**Data for this task:**
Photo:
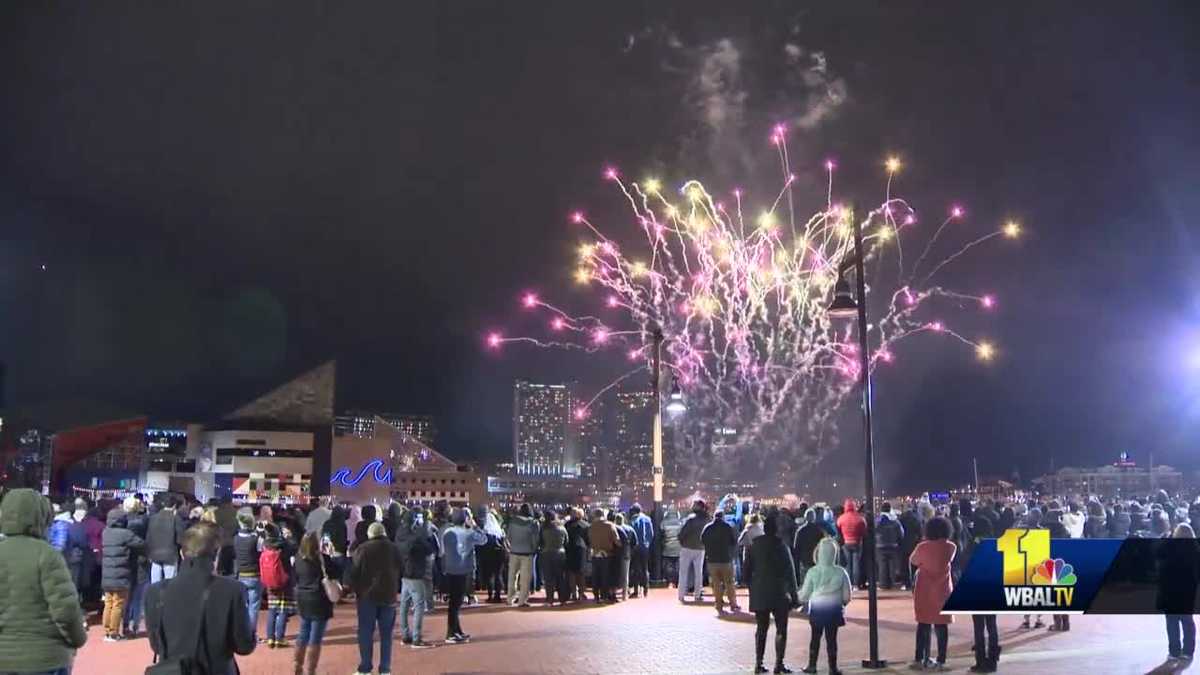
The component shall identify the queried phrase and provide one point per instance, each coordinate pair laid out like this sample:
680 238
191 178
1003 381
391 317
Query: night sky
223 196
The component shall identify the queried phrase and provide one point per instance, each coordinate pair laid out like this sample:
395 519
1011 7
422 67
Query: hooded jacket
888 533
522 535
693 527
60 531
415 545
773 584
163 533
851 524
376 572
173 610
719 539
41 623
826 585
120 550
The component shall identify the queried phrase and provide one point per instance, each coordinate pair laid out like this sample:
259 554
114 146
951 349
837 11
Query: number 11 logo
1024 550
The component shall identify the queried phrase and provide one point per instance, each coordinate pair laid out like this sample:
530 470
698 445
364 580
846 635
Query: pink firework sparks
742 297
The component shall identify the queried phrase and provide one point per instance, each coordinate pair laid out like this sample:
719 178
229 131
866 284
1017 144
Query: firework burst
741 293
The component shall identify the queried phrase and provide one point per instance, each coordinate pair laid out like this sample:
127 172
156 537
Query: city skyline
167 256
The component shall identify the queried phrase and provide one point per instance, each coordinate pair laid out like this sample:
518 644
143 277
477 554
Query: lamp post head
844 304
676 404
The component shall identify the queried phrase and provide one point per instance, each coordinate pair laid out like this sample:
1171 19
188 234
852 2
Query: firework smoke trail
742 297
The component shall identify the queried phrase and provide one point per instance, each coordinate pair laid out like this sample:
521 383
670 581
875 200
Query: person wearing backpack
279 579
375 577
315 604
118 572
43 623
198 616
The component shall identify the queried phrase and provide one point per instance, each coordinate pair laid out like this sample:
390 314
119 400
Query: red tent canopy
76 444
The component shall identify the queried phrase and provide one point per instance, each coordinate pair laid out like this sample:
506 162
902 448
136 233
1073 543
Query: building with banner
276 447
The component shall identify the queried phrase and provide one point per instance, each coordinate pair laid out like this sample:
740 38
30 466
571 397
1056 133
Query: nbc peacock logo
1032 578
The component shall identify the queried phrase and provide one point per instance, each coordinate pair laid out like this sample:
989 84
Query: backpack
270 568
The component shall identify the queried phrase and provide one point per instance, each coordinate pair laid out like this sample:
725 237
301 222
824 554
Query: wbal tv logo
1033 579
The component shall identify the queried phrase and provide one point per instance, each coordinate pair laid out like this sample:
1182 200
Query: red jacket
851 524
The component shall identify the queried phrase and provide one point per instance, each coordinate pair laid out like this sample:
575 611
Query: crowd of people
143 560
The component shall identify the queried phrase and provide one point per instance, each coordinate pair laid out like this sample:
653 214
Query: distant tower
541 414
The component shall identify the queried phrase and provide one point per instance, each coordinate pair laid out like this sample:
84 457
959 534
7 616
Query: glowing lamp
844 304
676 404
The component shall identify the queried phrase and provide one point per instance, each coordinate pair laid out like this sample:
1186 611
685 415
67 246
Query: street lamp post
675 406
846 304
657 383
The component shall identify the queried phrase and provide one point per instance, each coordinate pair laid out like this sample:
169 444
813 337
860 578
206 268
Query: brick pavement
658 634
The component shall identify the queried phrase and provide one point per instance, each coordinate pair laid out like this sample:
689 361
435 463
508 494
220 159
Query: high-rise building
361 424
631 454
541 416
586 443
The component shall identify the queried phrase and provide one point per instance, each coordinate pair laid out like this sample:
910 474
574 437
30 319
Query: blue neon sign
382 473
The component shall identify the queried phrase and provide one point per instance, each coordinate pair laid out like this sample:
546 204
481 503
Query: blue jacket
460 549
645 529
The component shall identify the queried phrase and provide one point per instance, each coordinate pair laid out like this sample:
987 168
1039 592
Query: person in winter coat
360 529
628 542
163 533
773 592
1096 526
414 545
552 557
605 544
691 551
852 527
888 535
60 531
490 555
1119 527
137 523
375 577
911 524
40 610
720 542
670 527
315 607
177 607
78 553
1179 577
827 591
745 539
933 557
1074 520
459 544
118 572
522 536
576 554
640 554
279 579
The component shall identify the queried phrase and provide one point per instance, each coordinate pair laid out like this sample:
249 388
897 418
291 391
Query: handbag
185 664
333 587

**To do:**
Make an exact copy of the data above, pictures excluded.

**Solution to this task:**
Photo:
The component shall identify the queried phrase and provide one point per instance, each coordinate pair laid out like this sample:
680 238
191 178
1003 381
391 317
Query: night sky
223 196
The component shall identify the queried phrase and provide one point per instance, each coordinate pair laid out like this sample:
395 519
1011 7
422 67
Query: hooded jacket
888 533
522 535
693 527
60 531
415 545
773 584
163 533
851 524
376 572
173 610
719 539
41 623
826 585
120 550
The component shall identify the queried phrase and provide one point per instance, each coordinate pair laid out like this sample:
259 554
114 146
951 349
837 11
Query: number 11 logo
1024 550
The component shall identify the queried phrase and provide one point per instance, each coordinate pair laid out like this sample:
530 470
698 445
364 580
846 635
Query: pink firework sparks
742 297
The component shall identify the queried phrase and provide one point per instance, each coordinate pair laid out like this sample:
719 178
229 131
866 284
1017 144
Query: firework burst
741 293
The component shall identify the queried phrase and provide one point per instance, each coordinate pair laid out like this sample:
127 172
156 537
Query: city skyline
167 256
The component shall identify the queried phrase and provide one point per instance, each coordinate pair laid out like this sample:
518 644
143 277
477 554
Query: lamp post head
844 304
676 404
The component shall identify the queried phrase and provide one point per instance, each coordinate pair laid out like this sample:
1171 19
188 234
852 2
Query: firework smoke trail
742 297
The component shall identify the queried phrase and provide one point per instance, each coordinate pair laid out like this sample:
521 383
670 581
875 200
Query: person wearing backpack
279 579
375 577
315 604
118 572
43 623
198 616
The component shall identify the queried phrase and provide one point per instance, each coordinate pair laid out like this sample:
390 314
119 400
Query: red tent canopy
76 444
The component shall identify the queried phrase and provide one point per instance, each coordinate pair laid out like this sample:
506 162
902 448
136 233
1073 543
Query: building with banner
276 447
The component shall identify the queried phrase and provide one point per instance, each coordinate pair laid out like this sample:
740 38
30 466
571 397
1056 133
Query: nbc peacock logo
1032 578
The component shall identify the queried phrase and provide one point per instance, each coordinate pair laid out like this sample:
989 84
Query: backpack
270 568
The component shall identify the queried phrase and provide one point per instance, each coordinate pair laid out like this sample:
725 237
301 222
824 554
Query: wbal tv logo
1033 579
The component shall identify the queried phrase and provide one point per instance, each coordinate pair laid out like this sample:
1182 200
Query: red jacket
851 524
The component shall identify the queried phrase and provide one point per instance, each coordinate pair laid out like this sample:
575 611
Query: crowd of people
143 560
The component shall identify the queried phrase and provide one point per instance, each coordinate pair laid out like this sample:
653 214
Query: distant tower
541 414
The component shall identify the queried phrase and provide one point per instance, each coordinate pair laid out like this sample:
84 457
959 534
7 616
Query: glowing lamp
844 304
676 404
The component shall identify the queried phrase and provide one point per instance, each coordinate pair laid out like this sample:
1186 611
685 415
67 246
Query: street lamp post
675 406
846 304
657 383
The component shall identify the queried phrase and provide one point per instance, each coordinate pair laid out like this sample:
169 444
813 337
860 578
206 268
Query: brick pavement
658 634
The component shall identify the queried phrase and provide one point per instance, each coordinate pair laid out like this sample:
689 361
435 463
508 494
220 159
Query: high-rise building
361 424
631 454
541 416
586 443
The component shall identify the queried phrase and provide one point per instance, each coordinate pair laid out like this sample:
910 474
574 437
30 319
Query: blue neon sign
382 473
The component shall identify the queried phrase and provide one point per instance, each coordinate pair laid out like this sample:
546 204
481 503
Query: blue jacket
460 549
645 529
The component shall identify the queried phrase and provide one point per instance, each coordinate pair laid out like this sample:
987 168
1039 592
Query: person in winter coat
360 529
628 542
163 533
773 592
1096 526
414 545
552 557
605 544
691 551
852 527
888 535
60 531
490 555
1119 527
137 523
375 577
911 524
40 610
720 542
670 527
315 607
177 607
78 553
1179 577
827 591
745 539
933 557
1074 520
459 544
118 572
522 536
576 554
640 554
279 579
The component shall identify the queried phrase and provide one point per instance, each coordinate pair laid out like this sample:
249 388
897 418
291 391
Query: handbag
185 664
333 587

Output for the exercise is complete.